_Exercise details_: Reproduce the full article on the rise of "woke" companies below word for word, with no changes.

++++ Page extract ++++

The Rise of “woke” Companies

Written by James Ramsay

In January 2019, Gillette released the now infamous ad: “The best a man can be”. This two-minute video came in the wake of the me-too movement and depicted various traits of ‘toxic masculinity’, asking whether or not this was the best men could be. The ad was received by immediate controversy, with many saying the ad was pandering and preachy. On the flip side, many were praising it for sparking a conversation on this issue. Everyone, it seems, was missing the point. This was not a video essay on toxic masculinity, nor was it a call to arms against the patriarchy. It was an advert. An advert for a company attempting to make money.

The bizarre thing about the reactions to the ad, both positive and negative, was that they seemed to talk about Gillette as though it were a person with its own political opinions. Instead, these things tend to make more sense when you see every decision made by a company as an attempt to make money. This advert was not put out because Gillette had a burning passion for social justice that they felt they had to share with the world. Instead, Gillette saw the emerging trend of ‘woke-ness’ and decided to capitalise on it. They didn’t care about ‘sparking a conversation’, they cared about their profits.

++++ Data to examine ++++

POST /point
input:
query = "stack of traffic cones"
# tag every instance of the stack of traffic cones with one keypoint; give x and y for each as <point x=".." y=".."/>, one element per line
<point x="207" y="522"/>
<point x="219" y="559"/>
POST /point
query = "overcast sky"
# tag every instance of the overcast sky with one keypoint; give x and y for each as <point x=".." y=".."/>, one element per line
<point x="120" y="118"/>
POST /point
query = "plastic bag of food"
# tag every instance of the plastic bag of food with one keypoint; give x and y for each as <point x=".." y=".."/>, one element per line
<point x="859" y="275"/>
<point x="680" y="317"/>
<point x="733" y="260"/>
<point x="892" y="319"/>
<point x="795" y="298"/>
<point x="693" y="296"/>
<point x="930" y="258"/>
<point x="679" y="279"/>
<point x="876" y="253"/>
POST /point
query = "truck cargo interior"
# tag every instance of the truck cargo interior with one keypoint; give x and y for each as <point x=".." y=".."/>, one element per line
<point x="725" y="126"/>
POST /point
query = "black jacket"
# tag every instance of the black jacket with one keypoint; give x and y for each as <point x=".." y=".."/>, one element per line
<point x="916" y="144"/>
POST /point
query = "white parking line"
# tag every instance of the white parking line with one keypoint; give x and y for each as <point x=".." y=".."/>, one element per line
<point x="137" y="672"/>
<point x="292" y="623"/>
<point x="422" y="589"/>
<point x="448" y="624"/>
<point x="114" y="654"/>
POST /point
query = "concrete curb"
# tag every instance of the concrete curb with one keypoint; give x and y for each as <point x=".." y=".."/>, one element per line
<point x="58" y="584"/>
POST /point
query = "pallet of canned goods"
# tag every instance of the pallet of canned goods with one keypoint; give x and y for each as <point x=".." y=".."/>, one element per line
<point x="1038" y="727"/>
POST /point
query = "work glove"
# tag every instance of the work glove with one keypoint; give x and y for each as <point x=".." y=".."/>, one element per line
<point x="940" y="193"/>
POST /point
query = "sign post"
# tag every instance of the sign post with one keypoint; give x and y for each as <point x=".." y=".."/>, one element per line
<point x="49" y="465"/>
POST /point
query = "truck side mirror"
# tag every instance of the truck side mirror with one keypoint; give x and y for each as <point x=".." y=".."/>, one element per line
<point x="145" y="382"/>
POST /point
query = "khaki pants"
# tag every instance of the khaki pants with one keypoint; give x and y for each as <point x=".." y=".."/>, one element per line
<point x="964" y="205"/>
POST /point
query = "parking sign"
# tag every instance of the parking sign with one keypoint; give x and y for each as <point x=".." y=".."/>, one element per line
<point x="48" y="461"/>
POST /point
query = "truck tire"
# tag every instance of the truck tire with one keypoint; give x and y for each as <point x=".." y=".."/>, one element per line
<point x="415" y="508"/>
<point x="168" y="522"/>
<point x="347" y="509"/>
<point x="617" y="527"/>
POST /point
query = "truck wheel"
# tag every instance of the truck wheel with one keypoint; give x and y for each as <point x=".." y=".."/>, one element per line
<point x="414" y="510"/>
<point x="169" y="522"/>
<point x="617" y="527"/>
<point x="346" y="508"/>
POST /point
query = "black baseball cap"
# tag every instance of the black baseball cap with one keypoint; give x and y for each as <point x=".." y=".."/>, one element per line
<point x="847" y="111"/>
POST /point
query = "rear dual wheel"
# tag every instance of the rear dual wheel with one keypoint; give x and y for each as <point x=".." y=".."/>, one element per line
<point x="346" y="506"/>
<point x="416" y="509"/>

++++
++++ Data to examine ++++

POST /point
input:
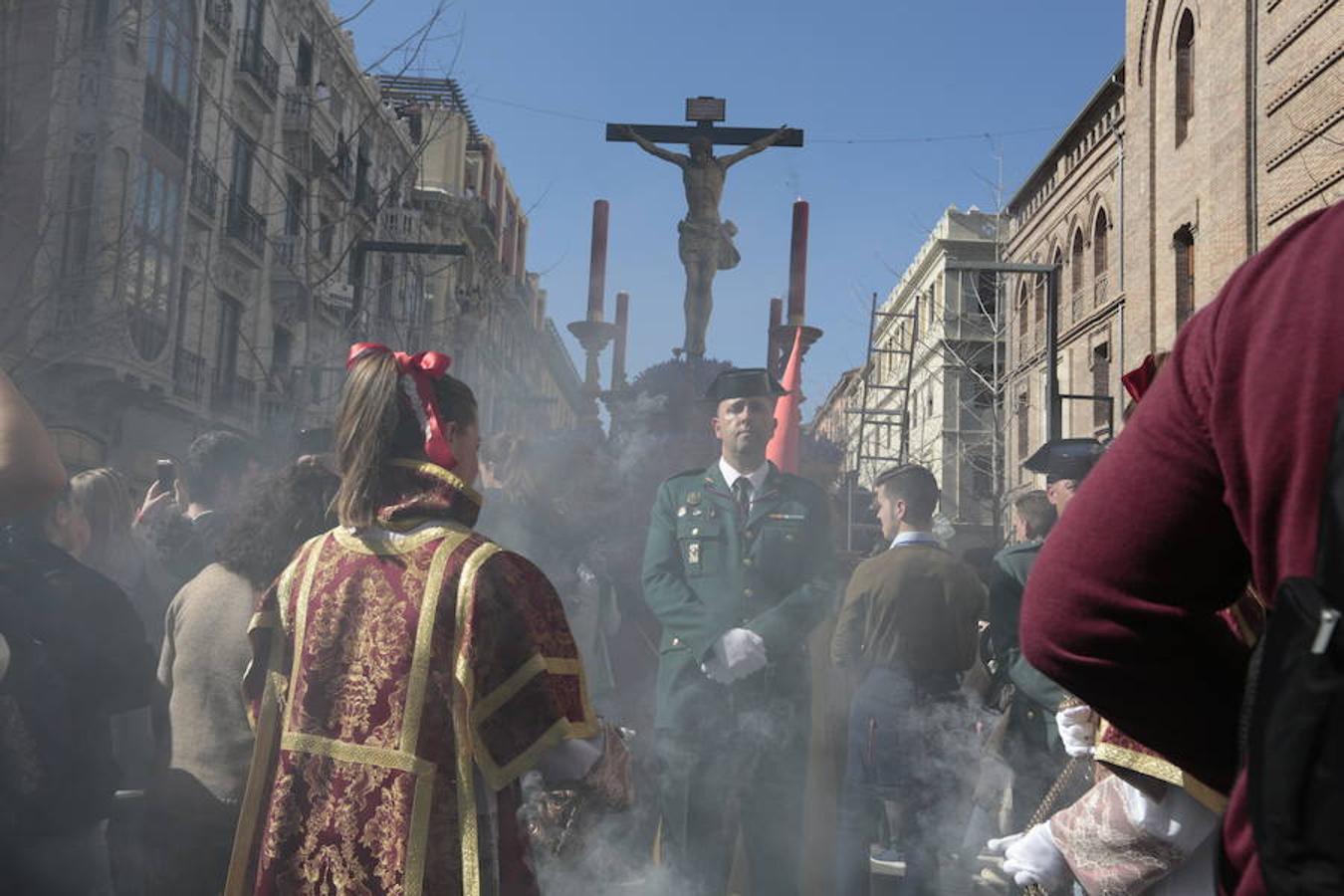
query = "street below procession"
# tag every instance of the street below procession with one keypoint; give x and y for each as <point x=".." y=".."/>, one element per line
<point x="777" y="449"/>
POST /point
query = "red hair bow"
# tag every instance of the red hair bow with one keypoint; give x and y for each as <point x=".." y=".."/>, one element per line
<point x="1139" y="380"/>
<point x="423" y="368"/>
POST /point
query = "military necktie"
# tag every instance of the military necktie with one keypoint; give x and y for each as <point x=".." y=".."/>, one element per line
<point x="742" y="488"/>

++++

_Response to this task_:
The Rise of “woke” Companies

Written by James Ramsay

In January 2019, Gillette released the now infamous ad: “The best a man can be”. This two-minute video came in the wake of the me-too movement and depicted various traits of ‘toxic masculinity’, asking whether or not this was the best men could be. The ad was received by immediate controversy, with many saying the ad was pandering and preachy. On the flip side, many were praising it for sparking a conversation on this issue. Everyone, it seems, was missing the point. This was not a video essay on toxic masculinity, nor was it a call to arms against the patriarchy. It was an advert. An advert for a company attempting to make money.

The bizarre thing about the reactions to the ad, both positive and negative, was that they seemed to talk about Gillette as though it were a person with its own political opinions. Instead, these things tend to make more sense when you see every decision made by a company as an attempt to make money. This advert was not put out because Gillette had a burning passion for social justice that they felt they had to share with the world. Instead, Gillette saw the emerging trend of ‘woke-ness’ and decided to capitalise on it. They didn’t care about ‘sparking a conversation’, they cared about their profits.